» **Aim of the task**: Filter the data below down to the lines containing the string "roof", and copy each such line. The match is case-sensitive.

Start of Dataset excerpts

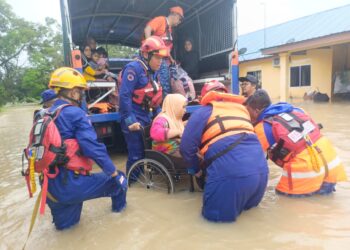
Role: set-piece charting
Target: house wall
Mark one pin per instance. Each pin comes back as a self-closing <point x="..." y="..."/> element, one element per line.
<point x="321" y="72"/>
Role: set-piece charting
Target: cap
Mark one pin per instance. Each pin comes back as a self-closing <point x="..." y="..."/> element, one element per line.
<point x="249" y="78"/>
<point x="47" y="95"/>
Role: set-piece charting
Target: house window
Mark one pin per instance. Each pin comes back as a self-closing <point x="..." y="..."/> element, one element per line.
<point x="256" y="74"/>
<point x="300" y="76"/>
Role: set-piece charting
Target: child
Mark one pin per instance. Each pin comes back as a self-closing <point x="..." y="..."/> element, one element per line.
<point x="167" y="127"/>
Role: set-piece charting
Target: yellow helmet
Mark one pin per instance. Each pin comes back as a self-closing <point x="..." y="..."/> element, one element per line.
<point x="67" y="78"/>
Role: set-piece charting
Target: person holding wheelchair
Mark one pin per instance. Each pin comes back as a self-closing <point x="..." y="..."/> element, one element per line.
<point x="140" y="94"/>
<point x="236" y="167"/>
<point x="167" y="127"/>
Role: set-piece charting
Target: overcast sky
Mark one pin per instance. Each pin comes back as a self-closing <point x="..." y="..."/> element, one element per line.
<point x="251" y="15"/>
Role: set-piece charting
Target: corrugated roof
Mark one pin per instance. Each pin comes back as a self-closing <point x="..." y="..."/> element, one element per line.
<point x="314" y="26"/>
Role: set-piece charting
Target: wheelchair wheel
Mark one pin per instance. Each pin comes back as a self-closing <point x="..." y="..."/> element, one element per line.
<point x="150" y="174"/>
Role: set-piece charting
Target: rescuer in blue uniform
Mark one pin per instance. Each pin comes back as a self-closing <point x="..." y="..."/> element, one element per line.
<point x="235" y="164"/>
<point x="140" y="94"/>
<point x="69" y="189"/>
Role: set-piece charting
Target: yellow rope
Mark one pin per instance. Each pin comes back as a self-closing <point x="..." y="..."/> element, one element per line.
<point x="32" y="221"/>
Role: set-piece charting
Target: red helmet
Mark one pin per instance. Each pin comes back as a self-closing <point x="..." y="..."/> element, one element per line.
<point x="177" y="10"/>
<point x="213" y="85"/>
<point x="155" y="45"/>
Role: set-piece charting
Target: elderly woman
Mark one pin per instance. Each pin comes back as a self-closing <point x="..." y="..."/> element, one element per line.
<point x="167" y="127"/>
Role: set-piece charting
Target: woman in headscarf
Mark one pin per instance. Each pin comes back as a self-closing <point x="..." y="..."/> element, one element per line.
<point x="167" y="127"/>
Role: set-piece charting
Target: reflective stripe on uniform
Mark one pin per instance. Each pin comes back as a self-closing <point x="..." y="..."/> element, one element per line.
<point x="332" y="164"/>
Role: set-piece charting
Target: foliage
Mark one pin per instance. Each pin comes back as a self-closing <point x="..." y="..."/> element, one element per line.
<point x="28" y="53"/>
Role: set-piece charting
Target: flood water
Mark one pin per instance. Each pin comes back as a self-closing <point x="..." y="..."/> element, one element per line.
<point x="159" y="221"/>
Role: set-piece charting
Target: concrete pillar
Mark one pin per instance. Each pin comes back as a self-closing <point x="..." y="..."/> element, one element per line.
<point x="284" y="76"/>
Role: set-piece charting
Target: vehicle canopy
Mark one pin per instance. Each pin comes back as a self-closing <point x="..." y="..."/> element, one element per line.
<point x="209" y="23"/>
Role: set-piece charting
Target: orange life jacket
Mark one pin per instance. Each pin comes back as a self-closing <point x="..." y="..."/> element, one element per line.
<point x="47" y="151"/>
<point x="229" y="117"/>
<point x="304" y="168"/>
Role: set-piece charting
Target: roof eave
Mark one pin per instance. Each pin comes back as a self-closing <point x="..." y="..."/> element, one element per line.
<point x="328" y="40"/>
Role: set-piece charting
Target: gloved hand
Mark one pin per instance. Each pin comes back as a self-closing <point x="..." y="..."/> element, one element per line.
<point x="121" y="180"/>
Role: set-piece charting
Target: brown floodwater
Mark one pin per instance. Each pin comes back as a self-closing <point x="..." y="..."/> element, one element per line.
<point x="156" y="220"/>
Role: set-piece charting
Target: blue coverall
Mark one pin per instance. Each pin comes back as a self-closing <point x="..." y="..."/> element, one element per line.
<point x="164" y="77"/>
<point x="133" y="77"/>
<point x="237" y="180"/>
<point x="70" y="189"/>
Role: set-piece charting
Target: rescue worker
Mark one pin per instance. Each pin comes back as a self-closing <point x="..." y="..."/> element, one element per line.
<point x="236" y="167"/>
<point x="140" y="94"/>
<point x="162" y="26"/>
<point x="69" y="188"/>
<point x="294" y="142"/>
<point x="249" y="85"/>
<point x="48" y="97"/>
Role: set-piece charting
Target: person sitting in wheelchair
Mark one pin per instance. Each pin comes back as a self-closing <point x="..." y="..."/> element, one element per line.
<point x="167" y="127"/>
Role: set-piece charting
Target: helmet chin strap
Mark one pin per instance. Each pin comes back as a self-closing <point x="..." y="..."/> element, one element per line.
<point x="71" y="99"/>
<point x="145" y="62"/>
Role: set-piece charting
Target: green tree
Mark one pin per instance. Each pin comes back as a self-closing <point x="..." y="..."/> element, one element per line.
<point x="28" y="53"/>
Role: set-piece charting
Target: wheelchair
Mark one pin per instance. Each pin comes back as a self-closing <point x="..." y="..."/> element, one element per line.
<point x="159" y="171"/>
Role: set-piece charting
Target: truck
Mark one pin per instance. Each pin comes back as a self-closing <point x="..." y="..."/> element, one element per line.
<point x="211" y="24"/>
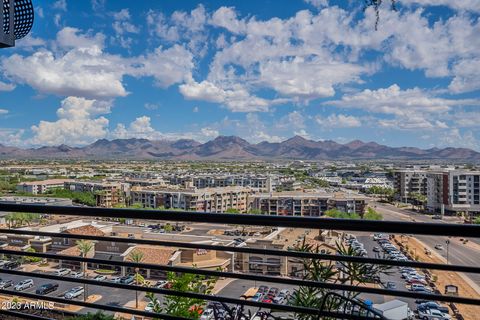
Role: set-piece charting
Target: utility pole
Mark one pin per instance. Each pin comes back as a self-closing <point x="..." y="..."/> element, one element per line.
<point x="448" y="243"/>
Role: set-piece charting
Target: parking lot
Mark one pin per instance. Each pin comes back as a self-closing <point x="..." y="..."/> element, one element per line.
<point x="393" y="279"/>
<point x="109" y="296"/>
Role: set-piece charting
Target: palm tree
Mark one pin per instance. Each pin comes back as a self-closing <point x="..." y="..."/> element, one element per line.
<point x="84" y="247"/>
<point x="137" y="257"/>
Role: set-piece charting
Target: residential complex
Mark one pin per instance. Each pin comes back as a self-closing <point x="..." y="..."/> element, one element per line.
<point x="299" y="203"/>
<point x="453" y="191"/>
<point x="107" y="194"/>
<point x="39" y="187"/>
<point x="407" y="182"/>
<point x="202" y="200"/>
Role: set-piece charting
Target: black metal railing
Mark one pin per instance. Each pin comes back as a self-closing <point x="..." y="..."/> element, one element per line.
<point x="457" y="230"/>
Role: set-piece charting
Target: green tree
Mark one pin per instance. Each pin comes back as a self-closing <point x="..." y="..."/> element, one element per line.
<point x="168" y="228"/>
<point x="84" y="247"/>
<point x="184" y="306"/>
<point x="31" y="259"/>
<point x="137" y="257"/>
<point x="371" y="214"/>
<point x="351" y="273"/>
<point x="335" y="213"/>
<point x="93" y="316"/>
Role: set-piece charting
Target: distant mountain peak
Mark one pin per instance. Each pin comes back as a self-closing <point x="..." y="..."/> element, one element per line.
<point x="233" y="147"/>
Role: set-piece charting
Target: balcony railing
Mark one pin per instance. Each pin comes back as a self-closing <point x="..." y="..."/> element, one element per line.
<point x="336" y="290"/>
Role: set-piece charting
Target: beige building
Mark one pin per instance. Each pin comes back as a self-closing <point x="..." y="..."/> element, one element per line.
<point x="409" y="181"/>
<point x="39" y="187"/>
<point x="201" y="200"/>
<point x="107" y="194"/>
<point x="453" y="191"/>
<point x="325" y="241"/>
<point x="313" y="204"/>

End of Dataset excerpts

» **Written solution**:
Target: corrugated roof
Target: roof eave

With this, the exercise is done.